▶ **TEXT**:
....

ChatGPT shouldn’t be treated as a lawyer despite its popular use by pro se litigants to draft legal filings, OpenAI Foundation told a federal court.
OpenAI can’t be held responsible for a woman who violated her settlement agreement with Nippon Life Insurance Company of America based on advice from ChatGPT, the artificial intelligence platform argued in its dismissal motion.
“ChatGPT is not a ‘person,’ but a tool that relies on statistics to predict the most appropriate sequence of words based on its training,” OpenAI told the US District Court for the Northern District of Illinois.
“It is incapable of practicing law within the meaning of the statute,” the filing said in reference to an Illinois law.
Nippon sued OpenAI in March for tortious interference with contract, abuse of process, and unlicensed practice of law. The insurer claimed OpenAI engaged in these unlawful acts by assisting Graciela Dela Torre in her attempts to reopen her disability case against Nippon.
Nippon’s lawsuit incorporates ChatGPT’s terms of use, but the terms allegedly state that users like Dela Torre “expressly agree that they will not rely on Output ‘as a substitute for professional advice.’” Despite agreeing to those terms, Dela Torre “used ChatGPT as a tool to help her, as a pro se litigant, navigate the legal system without the benefit of counsel,” the motion alleged.
OpenAI also argued that Nippon’s tortious interference claim was legally and factually flawed under Illinois law because the “requisite intent to induce requires active persuasion, encouragement, or incitement that goes far beyond passively and automatically generating information in response to prompts.”

....

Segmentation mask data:

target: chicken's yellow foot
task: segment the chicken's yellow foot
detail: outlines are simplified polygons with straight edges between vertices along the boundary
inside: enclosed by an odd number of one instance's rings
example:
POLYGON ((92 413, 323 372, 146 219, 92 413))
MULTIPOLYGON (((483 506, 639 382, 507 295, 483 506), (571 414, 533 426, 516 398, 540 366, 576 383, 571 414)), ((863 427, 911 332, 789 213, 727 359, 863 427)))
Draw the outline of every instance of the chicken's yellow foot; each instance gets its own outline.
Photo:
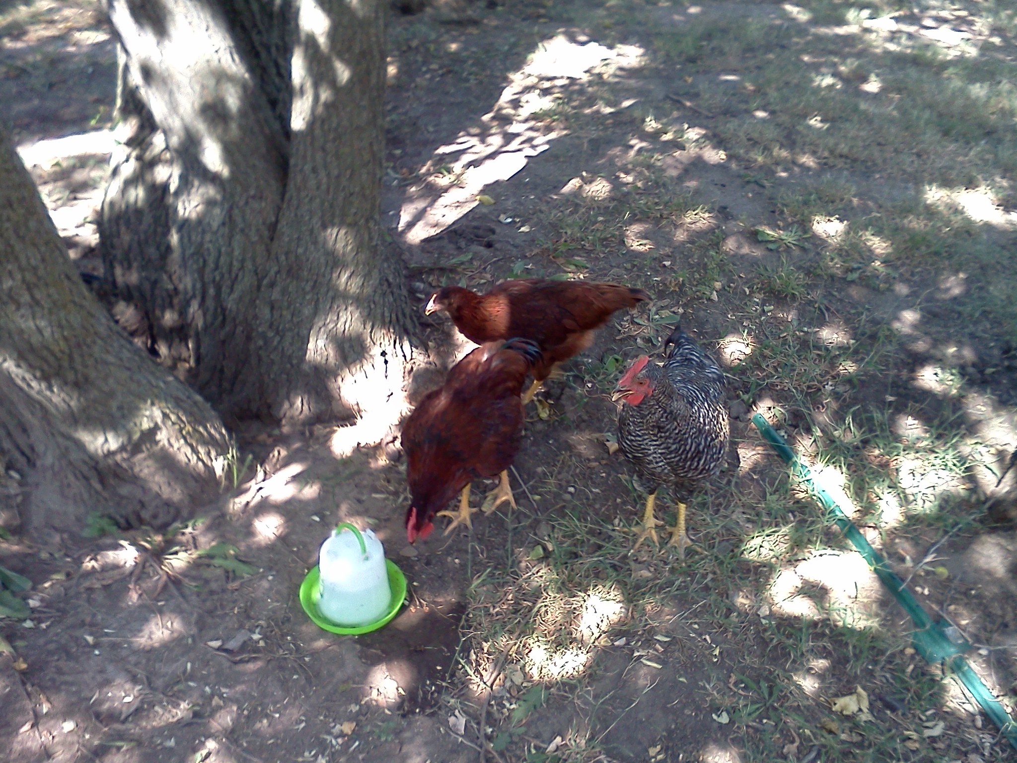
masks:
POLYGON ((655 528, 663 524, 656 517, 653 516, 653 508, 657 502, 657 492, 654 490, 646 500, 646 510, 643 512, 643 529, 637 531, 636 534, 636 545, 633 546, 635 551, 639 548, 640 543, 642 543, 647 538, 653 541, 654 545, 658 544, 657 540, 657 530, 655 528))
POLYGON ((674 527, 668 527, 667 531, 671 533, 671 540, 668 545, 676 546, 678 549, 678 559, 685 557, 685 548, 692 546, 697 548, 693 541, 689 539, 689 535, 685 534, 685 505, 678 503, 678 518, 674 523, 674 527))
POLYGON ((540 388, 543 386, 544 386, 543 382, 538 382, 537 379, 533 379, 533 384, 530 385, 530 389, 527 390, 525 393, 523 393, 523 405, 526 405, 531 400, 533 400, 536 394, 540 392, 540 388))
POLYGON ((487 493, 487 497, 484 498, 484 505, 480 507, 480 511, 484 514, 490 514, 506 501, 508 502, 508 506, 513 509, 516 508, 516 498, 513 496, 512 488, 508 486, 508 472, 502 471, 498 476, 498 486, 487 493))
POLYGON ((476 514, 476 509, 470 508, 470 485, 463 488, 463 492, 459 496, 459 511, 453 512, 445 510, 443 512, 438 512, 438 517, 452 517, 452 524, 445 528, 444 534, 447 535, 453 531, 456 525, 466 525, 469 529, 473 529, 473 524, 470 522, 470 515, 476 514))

....

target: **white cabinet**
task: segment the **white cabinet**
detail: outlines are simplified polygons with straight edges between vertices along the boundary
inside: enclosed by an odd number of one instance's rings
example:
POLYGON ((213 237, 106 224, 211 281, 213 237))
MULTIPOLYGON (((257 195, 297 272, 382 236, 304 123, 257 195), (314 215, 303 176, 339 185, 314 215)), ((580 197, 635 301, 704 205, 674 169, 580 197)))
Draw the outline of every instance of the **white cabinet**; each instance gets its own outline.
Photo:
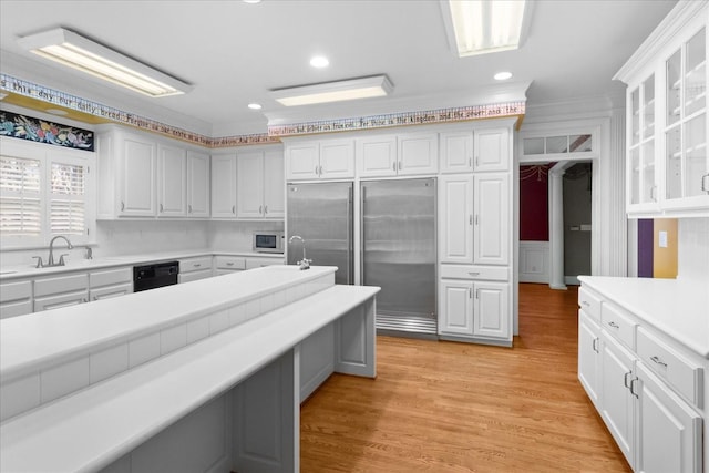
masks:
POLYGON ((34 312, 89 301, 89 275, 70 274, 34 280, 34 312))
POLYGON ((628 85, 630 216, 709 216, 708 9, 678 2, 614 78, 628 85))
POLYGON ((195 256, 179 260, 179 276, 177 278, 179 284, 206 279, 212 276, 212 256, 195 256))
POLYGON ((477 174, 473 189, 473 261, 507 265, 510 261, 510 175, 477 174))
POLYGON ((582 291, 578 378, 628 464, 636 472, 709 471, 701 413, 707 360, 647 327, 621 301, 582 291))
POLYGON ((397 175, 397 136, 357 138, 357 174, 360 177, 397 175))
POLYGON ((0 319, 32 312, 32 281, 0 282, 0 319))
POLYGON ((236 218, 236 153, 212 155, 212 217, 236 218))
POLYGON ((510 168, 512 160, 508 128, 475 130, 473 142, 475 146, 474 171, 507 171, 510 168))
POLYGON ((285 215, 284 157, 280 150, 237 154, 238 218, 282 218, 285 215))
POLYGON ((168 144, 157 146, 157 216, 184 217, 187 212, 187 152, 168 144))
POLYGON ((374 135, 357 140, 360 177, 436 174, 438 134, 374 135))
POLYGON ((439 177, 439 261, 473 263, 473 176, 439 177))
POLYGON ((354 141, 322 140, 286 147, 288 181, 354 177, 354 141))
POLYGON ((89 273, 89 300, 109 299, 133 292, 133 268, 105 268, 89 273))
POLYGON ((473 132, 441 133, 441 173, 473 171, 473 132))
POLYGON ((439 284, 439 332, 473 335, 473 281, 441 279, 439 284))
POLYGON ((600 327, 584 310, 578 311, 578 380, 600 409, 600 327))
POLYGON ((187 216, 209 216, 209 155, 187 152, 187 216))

....

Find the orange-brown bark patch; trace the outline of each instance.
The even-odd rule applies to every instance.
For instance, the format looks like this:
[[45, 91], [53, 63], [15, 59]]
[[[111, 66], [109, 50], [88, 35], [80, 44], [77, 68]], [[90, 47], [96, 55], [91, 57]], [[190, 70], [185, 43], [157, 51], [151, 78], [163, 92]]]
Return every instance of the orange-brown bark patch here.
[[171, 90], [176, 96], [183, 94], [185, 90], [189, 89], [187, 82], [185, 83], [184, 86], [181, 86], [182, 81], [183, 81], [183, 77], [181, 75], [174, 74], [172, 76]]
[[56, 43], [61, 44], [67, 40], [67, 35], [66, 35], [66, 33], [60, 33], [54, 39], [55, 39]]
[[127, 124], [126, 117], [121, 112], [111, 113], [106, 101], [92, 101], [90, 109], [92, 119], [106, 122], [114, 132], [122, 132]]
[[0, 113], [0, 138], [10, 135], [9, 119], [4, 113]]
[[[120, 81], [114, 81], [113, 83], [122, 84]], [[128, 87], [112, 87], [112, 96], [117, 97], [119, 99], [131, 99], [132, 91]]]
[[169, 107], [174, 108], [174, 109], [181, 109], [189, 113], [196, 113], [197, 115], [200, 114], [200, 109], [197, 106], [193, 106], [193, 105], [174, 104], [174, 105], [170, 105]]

....

▶ **INSTRUCTIONS**:
a. In the article about the Nippon Life lawsuit, which three claims did Nippon bring against OpenAI in March?
b. Could you reproduce the article about the Nippon Life lawsuit word for word from "ChatGPT shouldn’t be" to "an Illinois law."?
c. Could you pick up the article about the Nippon Life lawsuit where it stops and keep it going?

▶ **RESPONSES TO THE TASKS**:
a. Tortious interference with contract, abuse of process, and unlicensed practice of law.

b.
ChatGPT shouldn’t be treated as a lawyer despite its popular use by pro se litigants to draft legal filings, OpenAI Foundation told a federal court.
OpenAI can’t be held responsible for a woman who violated her settlement agreement with Nippon Life Insurance Company of America based on advice from ChatGPT, the artificial intelligence platform argued in its dismissal motion.
“ChatGPT is not a ‘person,’ but a tool that relies on statistics to predict the most appropriate sequence of words based on its training,” OpenAI told the US District Court for the Northern District of Illinois.
“It is incapable of practicing law within the meaning of the statute,” the filing said in reference to an Illinois law.

c.
The artificial intelligence platform used similar arguments to refute Nippon’s claims that OpenAI had assisted in an abuse of process and engaged in unlicensed legal practice.
“Making available a general purpose tool like ChatGPT for use by millions of people in the public is not aiding and abetting,” OpenAI said. Nor does ChatGPT have the capacity to practice law or “consciously, voluntarily and culpably participate in any alleged wrongdoing,” the motion added.
Legal assistance from artificial intelligence has been recognized as appropriate by the US Court of Appeals for the Seventh Circuit, the Illinois Supreme Court, and other jurisdictions, OpenAI said. Since Dela Torre wrote the legal filings, Nippon should’ve raised any grievances it had about those filings against her rather than the AI platform, the motion argued.
Nippon is represented by in-house counsel and Croke, Fairchild, Duarte & Beres LLC. Wilson Sonsini Goodrich & Rosati PC and Mandell PC represent OpenAI.
The case is Nippon Life Ins. Co. of Am. v. OpenAI Foundation, N.D. Ill., No. 1:26-cv-02448, dismissal motion filed 5/15/26.